[Image-grounded pointing data]
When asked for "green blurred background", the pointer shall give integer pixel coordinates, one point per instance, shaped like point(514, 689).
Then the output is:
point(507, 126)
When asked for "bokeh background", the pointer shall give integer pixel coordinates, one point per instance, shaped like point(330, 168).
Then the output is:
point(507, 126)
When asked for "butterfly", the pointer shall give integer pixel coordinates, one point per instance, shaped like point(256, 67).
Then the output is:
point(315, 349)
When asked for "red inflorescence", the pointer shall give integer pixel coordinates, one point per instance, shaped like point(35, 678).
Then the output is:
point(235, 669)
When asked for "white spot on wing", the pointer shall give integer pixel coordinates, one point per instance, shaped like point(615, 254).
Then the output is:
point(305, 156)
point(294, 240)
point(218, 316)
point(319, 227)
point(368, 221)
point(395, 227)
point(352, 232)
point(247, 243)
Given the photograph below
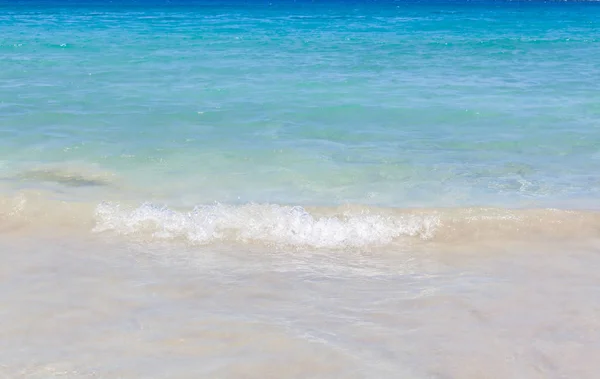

» EXERCISE GOAL:
Your answer should be only a number: how many lines in the records hold the word "instance".

» YOUR RESPONSE:
5